« The 36 and a Half Dome Tour, Tuesday's Return »

A funny thing happened this morning. The first plan to leave for home would be the obvious, which would be to plan to travel about seven hours on the route which brought us to Yosemite. Bo-ring!!! The Central Valley of California is a pretty damned boring place unless you're taking notes on things agriculture related, or counting gas stations and chain restaurants and maybe cracks in the concrete road surface. There's really nothing to see if you're not in the foothills of the Sierras. And by that I mean, there's nothing to see between there and San Diego! So we resolved to get up and take the Tioga road, out the northeast part of the park over to the town of Lee Vining on the shore of Mono Lake, and then to drive down the US-395 all the way to Victorville and then burn it home. To my knowledge, I'd never done the upper half of that, and there was a chunk of 395 that I hadn't done. There was a part between Lone Pine/Manzanar and the CA-178 that Kelli and I had done twice on our Death Valley trips. The second of which was done at night, but hey...

Thinking we'd maybe get up at 8 and make the drive, we didn't anticipate that I'd get up at about 4ish in the morning, walk out to the bathroom for a whizz, and then upon my return and attempt at sleep, realize that maybe we ought to just leave as early as we could, even if that meant that we just make a break for it now. Around 4:30 Kelli stirred. I made the suggestion we just wake up and get out. After some hemming and hawing, we did just that. With nothing but a couple lights to gather our stuff from the bear locker and the tent, we packed up and didn't mess around. Checked out and got on the road by about 5:40. It takes a good 15 minutes to just get out of the valley and to start making the climb out the western side.

The move was a good one. The distance was nominally more than the straight shot down to Fresno and through the valley, but from the get go, in the pre-dawn darkness, this felt mystical and fascinating. The canopy of trees in the valley made for some serious darkness. Typically not living in a place or time that knows real nature and the darkness of the forest, it's easy to see how old myths and stories could be launched, and how the forest commands a place of respect when it's that dark and mysterious.

## What the task requires
In the trip account, at about what time did the travelers check out and get on the road? The listing comes from a separate source unrelated to the trip account.

## Information shown
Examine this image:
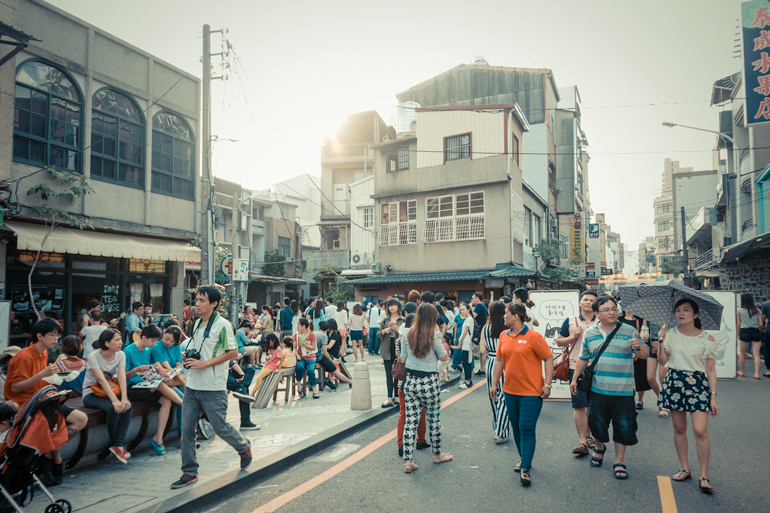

## Task response
By about 5:40.